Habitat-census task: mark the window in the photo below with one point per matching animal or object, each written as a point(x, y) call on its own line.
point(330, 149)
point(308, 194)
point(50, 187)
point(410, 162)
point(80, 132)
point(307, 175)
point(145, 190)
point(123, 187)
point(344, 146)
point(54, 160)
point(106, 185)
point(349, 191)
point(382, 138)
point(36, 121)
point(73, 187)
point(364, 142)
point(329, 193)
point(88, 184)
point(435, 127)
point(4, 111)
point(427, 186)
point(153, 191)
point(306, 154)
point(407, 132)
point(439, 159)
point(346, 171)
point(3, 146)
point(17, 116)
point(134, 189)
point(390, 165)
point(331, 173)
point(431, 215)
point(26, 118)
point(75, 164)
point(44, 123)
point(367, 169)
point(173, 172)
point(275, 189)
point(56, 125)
* * *
Short exercise: Convert every line of the entries above into a numbered list, leaving out any blank lines.

Problem solution:
1. Habitat-census task: mark the window in the photo below with one point per matching animal or object, each written as a point(x, y) call on its own line.
2. point(330, 149)
3. point(308, 194)
4. point(50, 187)
5. point(410, 162)
6. point(80, 132)
7. point(307, 175)
8. point(145, 190)
9. point(123, 187)
10. point(344, 146)
11. point(54, 160)
12. point(106, 185)
13. point(349, 191)
14. point(382, 138)
15. point(36, 121)
16. point(73, 187)
17. point(364, 142)
18. point(329, 193)
19. point(88, 184)
20. point(435, 127)
21. point(4, 111)
22. point(427, 186)
23. point(153, 191)
24. point(306, 154)
25. point(407, 132)
26. point(439, 159)
27. point(346, 171)
28. point(3, 146)
29. point(17, 116)
30. point(134, 189)
31. point(390, 165)
32. point(331, 173)
33. point(431, 215)
34. point(26, 118)
35. point(75, 164)
36. point(44, 123)
37. point(367, 169)
38. point(173, 172)
39. point(275, 189)
40. point(56, 125)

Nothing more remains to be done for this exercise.